== WORK INSTRUCTIONS ==
Reproduce the speech synthesis page below word for word, from its title line through its final sentence.

== PROVIDED PASSAGE ==
----
Thousands of Voices and Geographical GUI for HMM-based Speech Synthesis
Our robust speaker-adaptive speech synthesis system can generate the voice of any speaker. It only requires a small amount of data from each speaker because it uses model adaptation. This means that it is now possible to create a virtually unlimited number of different voices.

Googlemap-details
(Click here to start this demo)

In fact, we believe this is the largest known collection of synthetic voices in existence. We built so many voices (1500+ voices built on ASR corpora plus several voices built on TTS corpora using the same techniques) that it became impossible to represent them in list or table form. Instead, we devised an interactive geographical representation, shown above. Each marker corresponds to an individual speaker. Blue markers show male speakers and red markers show female speakers. Some markers are in arbitrary locations (in the correct country) because precise location information is not available for all speakers. Then right box shows list of speakers that user can choose with speakers’ gender and nationality. This is based on Google Maps and AJAX Language (Translation) APIs as well as our Festival TTS system running on a University of Edinburgh server. Clicking on a marker will play synthetic speech from that speaker. Currently the interactive mode supports all English and some of the Spanish voices. For other languages only pre-synthesised examples are available, but we plan to add an interactive text-to-speech feature in the very near future.
----
== EXTRACTED INFORMATION ==
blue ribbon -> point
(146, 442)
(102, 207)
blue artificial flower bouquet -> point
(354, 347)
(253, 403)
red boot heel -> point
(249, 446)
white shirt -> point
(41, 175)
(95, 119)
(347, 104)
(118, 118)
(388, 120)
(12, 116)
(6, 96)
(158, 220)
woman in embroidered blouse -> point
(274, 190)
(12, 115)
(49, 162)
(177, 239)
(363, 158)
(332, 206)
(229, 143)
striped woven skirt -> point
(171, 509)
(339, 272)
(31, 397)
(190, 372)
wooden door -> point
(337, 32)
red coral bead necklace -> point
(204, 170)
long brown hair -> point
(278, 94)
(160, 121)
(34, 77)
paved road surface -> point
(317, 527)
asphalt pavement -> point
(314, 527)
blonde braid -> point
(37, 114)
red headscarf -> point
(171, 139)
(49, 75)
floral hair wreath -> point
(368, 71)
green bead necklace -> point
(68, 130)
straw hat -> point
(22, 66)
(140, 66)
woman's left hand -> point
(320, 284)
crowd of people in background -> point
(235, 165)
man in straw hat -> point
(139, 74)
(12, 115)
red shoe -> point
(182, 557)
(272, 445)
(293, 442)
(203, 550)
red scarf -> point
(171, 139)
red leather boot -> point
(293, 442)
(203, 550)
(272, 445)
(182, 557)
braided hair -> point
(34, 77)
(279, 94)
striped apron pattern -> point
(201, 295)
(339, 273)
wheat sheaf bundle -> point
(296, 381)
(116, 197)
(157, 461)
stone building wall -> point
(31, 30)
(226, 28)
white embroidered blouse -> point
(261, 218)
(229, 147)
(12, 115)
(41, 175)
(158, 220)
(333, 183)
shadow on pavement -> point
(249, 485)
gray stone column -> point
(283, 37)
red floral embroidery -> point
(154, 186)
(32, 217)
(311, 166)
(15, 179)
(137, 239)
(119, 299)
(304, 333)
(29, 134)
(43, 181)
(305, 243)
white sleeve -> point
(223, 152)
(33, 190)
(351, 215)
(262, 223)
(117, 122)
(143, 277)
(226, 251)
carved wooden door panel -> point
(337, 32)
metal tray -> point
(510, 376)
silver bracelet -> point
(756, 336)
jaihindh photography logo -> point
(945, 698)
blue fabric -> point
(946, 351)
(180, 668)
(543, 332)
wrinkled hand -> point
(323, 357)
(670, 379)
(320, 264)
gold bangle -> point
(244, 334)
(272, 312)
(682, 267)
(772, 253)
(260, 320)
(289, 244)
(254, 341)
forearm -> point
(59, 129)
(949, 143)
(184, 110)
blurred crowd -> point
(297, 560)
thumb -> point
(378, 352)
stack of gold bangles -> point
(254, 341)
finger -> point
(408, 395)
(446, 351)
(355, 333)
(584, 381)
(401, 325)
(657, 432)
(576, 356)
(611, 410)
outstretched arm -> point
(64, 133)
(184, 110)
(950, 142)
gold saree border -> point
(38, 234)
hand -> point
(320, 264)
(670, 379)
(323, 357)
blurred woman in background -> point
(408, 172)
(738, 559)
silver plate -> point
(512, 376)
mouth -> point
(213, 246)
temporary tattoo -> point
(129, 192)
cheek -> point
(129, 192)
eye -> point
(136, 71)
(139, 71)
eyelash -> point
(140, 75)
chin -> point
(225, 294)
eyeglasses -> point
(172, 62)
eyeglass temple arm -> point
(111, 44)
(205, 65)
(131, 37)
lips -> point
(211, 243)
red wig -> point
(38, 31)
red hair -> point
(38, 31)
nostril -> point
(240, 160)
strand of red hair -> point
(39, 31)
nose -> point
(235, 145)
----
== RESPONSE TO THIS TASK ==
Thousands of Voices and Geographical GUI for HMM-based Speech Synthesis
Our robust speaker-adaptive speech synthesis system can generate the voice of any speaker. It only requires a small amount of data from each speaker because it uses model adaptation. This means that it is now possible to create a virtually unlimited number of different voices.

Googlemap-details
(Click here to start this demo)

In fact, we believe this is the largest known collection of synthetic voices in existence. We built so many voices (1500+ voices built on ASR corpora plus several voices built on TTS corpora using the same techniques) that it became impossible to represent them in list or table form. Instead, we devised an interactive geographical representation, shown above. Each marker corresponds to an individual speaker. Blue markers show male speakers and red markers show female speakers. Some markers are in arbitrary locations (in the correct country) because precise location information is not available for all speakers. Then right box shows list of speakers that user can choose with speakers’ gender and nationality. This is based on Google Maps and AJAX Language (Translation) APIs as well as our Festival TTS system running on a University of Edinburgh server. Clicking on a marker will play synthetic speech from that speaker. Currently the interactive mode supports all English and some of the Spanish voices. For other languages only pre-synthesised examples are available, but we plan to add an interactive text-to-speech feature in the very near future.